## TASK INSTRUCTIONS
Answer these from the semiconductor laser patent text:
1. Through crystal frequency doubling, what blue-green output range can 976 nm laser light reach?
2. Which material system does the conventional 976 nm high-power semiconductor laser use?
3. What substrate angle range suits InGaAsP growth?
-------- PASSAGE TO READ
Patent Application
20230387665
The invention relates to a high-power edge-emitting semiconductor laser with asymmetric structure, especially the one that uses an asymmetric structure to deviate the position of the active area closer to the upper cladding layer.
The 976 nm semiconductor laser can be used as the excitation light source for Erbium-Doped Fiber Amplifiers (EDFA), the laser light can obtain 480˜490 nm blue-green light output through crystal frequency doubling, which is a new trend in the development of blue-green light sources; aluminum-free light emitting layer structure is used in 780˜980 nm semiconductor lasers, such as InGaAs, InGaAsP, GaAs, GaAsP, and its biggest advantage is that the entire light-emitting layer structure can against the catastrophic optical mirror damage (COMD) better than aluminum-containing epitaxy structure, as shown in the below table of J.
Jiménez, C. R. Physique 4 (2003) collated for COMD level for each material.
When the laser emitting wavelength is 976 nm, the quantum well energy gap of the light-emitting layer becomes smaller, and an epitaxial material structure with InGaAs as the quantum well (QW) can be used. At this time, the QW barrier waveguide system materials can use InGaAs/AlGaAs/AlGaAs, InGaAs/InGaAsP/GaInP or InGaAs/GaAsP/GaInP, to achieve high efficiency (wall-plug efficiency) requirements, InGaAs/AlGaAs/AlGaAs can be used to overcome the electrical power loss associated with the voltage increase during operating, so the conventional 976 nm high-power semiconductor laser uses the InGaAs/AlGaAs/AlGaAs material system, it has the advantages that the thermal conductivity of AlGaAs is higher than that of GaInP, low starting voltage, but the Al-containing layer is easily oxidized, the oxidation of the laser mirror surface will cause COMD, thereby reducing the reliability of the device. In addition, the InGaAs/InGaAsP/GalnP material system has the advantages of low starting voltage and high COMD level, but the surface topography of GaInP and InGaAsP epitaxial has a strong correlation with the crystal orientation angle of the GaAs substrate, and GaInP is suitable for growing on high-angle substrates, InGaAsP are suitable for growing on substrates at 0˜2 degrees, and the quaternary material InGaAsP are grown must precisely control the two five groups of gases, As/P. Therefore, the epitaxial growth technology of high-quality InGaAsP/InGaP has high requirements and is not easy to grow a high-quality epi-wafer.
----------------
-------- DATASET RECORDS
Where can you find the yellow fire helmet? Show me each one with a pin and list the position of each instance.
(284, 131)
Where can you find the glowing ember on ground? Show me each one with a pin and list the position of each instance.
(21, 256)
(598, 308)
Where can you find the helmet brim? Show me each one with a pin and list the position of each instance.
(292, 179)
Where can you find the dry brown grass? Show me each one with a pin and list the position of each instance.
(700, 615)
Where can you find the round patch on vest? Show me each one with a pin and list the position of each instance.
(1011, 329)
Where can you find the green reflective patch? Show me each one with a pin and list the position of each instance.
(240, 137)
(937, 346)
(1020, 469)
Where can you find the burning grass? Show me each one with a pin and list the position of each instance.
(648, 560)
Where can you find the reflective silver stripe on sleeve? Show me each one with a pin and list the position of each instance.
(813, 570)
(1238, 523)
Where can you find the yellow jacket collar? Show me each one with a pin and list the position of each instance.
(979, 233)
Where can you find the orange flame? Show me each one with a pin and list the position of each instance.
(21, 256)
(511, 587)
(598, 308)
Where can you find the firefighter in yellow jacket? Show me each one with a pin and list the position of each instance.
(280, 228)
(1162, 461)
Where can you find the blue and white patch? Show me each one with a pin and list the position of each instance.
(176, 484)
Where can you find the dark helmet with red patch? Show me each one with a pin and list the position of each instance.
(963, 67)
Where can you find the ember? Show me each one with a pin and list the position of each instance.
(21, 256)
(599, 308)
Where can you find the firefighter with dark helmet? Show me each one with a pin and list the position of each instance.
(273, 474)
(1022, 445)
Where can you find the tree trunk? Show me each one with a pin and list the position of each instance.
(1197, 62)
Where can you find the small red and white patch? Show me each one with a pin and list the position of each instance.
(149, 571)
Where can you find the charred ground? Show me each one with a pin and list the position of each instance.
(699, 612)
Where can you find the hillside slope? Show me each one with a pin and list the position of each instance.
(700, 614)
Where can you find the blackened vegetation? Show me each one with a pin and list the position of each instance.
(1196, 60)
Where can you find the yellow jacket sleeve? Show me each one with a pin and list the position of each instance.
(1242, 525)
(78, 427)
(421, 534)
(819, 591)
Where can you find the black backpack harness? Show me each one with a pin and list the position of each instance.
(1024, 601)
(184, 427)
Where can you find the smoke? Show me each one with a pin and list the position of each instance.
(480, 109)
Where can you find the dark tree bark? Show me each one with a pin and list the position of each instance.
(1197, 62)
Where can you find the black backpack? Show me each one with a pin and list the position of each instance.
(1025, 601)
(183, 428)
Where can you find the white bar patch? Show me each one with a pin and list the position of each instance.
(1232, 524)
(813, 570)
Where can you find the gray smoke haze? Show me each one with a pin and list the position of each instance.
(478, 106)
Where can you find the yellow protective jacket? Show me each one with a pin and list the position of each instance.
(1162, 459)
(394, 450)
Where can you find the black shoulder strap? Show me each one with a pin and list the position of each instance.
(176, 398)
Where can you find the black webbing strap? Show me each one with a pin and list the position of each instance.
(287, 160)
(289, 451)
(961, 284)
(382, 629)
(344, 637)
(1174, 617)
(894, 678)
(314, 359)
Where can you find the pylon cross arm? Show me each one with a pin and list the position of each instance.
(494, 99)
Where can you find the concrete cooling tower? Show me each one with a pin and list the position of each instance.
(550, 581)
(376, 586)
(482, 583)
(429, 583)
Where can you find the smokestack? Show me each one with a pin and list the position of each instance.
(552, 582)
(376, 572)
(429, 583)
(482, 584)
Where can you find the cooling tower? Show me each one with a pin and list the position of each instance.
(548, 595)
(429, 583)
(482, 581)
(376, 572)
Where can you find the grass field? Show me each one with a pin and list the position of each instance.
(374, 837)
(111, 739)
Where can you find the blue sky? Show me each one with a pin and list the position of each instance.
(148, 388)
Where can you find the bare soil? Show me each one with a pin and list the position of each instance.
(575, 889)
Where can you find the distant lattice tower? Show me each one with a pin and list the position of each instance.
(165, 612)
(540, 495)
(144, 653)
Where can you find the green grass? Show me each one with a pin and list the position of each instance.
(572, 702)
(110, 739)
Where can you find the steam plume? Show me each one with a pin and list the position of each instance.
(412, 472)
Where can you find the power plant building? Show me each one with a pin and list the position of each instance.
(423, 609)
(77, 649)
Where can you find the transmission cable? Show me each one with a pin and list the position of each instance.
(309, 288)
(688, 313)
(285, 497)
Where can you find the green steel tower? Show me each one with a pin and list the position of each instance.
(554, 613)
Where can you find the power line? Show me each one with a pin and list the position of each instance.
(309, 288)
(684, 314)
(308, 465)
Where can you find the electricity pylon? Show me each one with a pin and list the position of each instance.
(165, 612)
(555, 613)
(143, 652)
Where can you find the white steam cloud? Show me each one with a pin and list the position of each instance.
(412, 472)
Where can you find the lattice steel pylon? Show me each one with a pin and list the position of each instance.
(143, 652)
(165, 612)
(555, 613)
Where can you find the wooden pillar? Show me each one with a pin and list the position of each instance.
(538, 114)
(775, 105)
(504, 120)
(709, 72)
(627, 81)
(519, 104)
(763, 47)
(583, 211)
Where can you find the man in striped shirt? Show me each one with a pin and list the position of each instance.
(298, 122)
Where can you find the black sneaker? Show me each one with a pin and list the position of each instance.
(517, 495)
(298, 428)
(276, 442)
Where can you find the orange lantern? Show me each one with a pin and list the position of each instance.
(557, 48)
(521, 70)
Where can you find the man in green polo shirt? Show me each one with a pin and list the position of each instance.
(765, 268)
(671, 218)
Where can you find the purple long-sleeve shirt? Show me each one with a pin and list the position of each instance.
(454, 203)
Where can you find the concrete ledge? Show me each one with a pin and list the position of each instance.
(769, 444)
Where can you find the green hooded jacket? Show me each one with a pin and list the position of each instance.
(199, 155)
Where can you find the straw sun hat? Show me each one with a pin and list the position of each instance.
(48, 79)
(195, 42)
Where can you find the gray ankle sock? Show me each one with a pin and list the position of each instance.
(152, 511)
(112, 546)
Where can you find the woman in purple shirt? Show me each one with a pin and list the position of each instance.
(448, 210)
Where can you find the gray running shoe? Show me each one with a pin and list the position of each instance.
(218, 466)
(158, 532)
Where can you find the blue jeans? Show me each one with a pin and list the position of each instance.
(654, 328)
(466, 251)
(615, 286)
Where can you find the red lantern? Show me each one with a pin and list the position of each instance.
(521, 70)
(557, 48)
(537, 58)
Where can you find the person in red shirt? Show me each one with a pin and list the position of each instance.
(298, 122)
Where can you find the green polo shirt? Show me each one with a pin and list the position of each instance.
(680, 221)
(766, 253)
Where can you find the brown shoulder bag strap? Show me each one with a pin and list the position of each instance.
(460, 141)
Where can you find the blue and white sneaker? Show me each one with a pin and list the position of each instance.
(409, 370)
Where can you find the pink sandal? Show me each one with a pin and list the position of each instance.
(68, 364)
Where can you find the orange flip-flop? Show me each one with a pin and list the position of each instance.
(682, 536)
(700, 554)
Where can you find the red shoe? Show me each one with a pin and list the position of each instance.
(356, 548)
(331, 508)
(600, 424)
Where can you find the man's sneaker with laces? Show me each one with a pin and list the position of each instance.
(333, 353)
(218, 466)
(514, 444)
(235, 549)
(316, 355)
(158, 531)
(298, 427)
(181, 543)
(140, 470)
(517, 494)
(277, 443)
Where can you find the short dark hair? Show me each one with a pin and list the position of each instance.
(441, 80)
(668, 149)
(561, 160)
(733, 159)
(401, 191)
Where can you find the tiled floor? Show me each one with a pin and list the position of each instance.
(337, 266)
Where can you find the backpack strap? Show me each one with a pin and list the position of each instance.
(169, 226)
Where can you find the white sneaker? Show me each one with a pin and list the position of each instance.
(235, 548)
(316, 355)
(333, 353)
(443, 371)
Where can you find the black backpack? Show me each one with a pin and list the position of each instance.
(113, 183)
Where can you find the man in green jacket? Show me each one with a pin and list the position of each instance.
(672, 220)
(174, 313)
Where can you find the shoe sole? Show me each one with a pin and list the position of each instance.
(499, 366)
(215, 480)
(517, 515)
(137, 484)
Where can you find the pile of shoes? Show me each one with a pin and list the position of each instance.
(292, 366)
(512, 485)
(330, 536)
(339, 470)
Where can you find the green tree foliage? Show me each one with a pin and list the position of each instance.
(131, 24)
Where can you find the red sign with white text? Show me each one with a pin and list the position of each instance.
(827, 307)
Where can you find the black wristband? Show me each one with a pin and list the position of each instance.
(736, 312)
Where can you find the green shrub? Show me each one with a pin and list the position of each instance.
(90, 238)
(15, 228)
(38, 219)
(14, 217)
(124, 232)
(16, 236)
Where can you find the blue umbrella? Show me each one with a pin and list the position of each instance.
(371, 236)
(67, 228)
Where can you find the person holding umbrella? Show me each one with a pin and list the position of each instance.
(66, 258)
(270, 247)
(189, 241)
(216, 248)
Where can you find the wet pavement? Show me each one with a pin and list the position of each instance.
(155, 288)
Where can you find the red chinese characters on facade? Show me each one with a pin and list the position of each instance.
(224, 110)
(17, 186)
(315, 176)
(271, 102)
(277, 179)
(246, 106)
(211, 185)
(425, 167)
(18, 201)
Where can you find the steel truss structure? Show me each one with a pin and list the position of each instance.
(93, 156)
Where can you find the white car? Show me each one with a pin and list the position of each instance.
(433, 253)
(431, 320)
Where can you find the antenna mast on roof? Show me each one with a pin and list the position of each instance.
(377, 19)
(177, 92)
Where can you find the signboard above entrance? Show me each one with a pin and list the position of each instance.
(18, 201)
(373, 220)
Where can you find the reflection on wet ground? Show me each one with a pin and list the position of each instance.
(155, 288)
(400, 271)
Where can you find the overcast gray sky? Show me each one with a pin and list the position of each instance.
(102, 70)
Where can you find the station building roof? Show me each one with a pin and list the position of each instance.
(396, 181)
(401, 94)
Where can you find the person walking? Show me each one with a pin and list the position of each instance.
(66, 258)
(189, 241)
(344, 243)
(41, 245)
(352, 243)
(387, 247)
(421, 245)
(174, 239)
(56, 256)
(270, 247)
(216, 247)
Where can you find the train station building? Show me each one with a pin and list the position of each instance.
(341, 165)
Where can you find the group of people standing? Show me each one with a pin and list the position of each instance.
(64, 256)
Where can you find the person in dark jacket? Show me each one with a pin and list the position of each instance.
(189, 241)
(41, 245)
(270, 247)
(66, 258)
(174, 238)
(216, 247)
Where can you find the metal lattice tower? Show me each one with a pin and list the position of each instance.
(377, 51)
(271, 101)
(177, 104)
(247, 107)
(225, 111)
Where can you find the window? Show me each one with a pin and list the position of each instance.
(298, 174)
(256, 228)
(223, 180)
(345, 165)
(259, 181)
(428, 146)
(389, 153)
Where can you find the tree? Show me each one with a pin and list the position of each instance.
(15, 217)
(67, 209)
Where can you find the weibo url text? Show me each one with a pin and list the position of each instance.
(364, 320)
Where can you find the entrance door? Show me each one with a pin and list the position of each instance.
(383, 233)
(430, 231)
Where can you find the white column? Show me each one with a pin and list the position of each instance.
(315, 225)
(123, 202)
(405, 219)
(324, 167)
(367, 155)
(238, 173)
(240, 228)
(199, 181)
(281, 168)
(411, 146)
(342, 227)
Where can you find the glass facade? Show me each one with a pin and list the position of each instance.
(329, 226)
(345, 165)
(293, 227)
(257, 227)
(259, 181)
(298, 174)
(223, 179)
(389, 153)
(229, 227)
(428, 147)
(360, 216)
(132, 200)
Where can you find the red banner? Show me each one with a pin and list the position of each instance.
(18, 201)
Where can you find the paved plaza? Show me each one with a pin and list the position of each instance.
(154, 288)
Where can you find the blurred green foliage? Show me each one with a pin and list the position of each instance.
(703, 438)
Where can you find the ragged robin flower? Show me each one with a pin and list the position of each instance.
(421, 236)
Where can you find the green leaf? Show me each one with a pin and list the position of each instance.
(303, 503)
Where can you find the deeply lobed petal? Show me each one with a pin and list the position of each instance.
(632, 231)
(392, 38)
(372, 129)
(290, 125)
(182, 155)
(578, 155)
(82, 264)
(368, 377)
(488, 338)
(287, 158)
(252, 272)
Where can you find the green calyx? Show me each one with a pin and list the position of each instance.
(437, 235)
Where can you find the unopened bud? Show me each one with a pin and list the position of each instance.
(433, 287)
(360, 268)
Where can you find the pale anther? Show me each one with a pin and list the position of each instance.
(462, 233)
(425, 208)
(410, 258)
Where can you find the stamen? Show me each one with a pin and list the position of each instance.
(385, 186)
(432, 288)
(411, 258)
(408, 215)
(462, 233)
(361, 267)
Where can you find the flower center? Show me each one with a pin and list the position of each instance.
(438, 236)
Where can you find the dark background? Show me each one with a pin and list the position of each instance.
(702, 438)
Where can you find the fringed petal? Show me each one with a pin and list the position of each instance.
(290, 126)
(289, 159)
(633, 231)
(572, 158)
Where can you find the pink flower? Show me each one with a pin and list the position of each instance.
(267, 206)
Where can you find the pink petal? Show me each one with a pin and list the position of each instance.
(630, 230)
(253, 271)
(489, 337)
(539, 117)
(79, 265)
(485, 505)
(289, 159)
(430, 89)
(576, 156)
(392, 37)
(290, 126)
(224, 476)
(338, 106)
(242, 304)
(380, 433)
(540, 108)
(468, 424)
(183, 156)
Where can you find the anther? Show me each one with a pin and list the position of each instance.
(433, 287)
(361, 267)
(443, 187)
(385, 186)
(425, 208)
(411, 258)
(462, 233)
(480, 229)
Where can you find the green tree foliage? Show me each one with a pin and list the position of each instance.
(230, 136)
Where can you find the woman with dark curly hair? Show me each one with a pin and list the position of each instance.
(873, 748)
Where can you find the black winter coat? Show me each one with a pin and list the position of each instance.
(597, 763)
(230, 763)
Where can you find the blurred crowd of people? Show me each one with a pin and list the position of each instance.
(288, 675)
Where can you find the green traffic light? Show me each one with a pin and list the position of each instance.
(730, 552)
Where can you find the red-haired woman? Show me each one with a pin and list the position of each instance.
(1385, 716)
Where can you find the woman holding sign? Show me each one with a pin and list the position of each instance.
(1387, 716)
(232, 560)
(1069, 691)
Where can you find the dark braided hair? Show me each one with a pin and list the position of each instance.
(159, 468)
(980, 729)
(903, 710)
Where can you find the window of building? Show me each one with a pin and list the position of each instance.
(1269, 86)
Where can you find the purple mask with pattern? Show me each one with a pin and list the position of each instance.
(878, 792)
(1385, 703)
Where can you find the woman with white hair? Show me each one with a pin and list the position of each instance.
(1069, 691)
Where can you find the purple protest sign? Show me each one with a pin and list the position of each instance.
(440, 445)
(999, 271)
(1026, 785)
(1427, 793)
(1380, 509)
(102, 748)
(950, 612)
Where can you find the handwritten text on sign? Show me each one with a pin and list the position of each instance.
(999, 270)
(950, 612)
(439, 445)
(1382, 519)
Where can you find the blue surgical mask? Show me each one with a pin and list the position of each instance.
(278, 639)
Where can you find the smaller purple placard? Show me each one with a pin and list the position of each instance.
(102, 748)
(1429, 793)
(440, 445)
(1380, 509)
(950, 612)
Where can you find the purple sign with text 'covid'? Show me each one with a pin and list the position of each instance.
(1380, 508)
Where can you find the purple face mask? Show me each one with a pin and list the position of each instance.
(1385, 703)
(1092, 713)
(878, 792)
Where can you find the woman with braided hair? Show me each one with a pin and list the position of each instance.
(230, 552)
----------------
## RESULT FOR THIS TASK
1. 480–490 nm
2. InGaAs/AlGaAs/AlGaAs
3. 0–2 degrees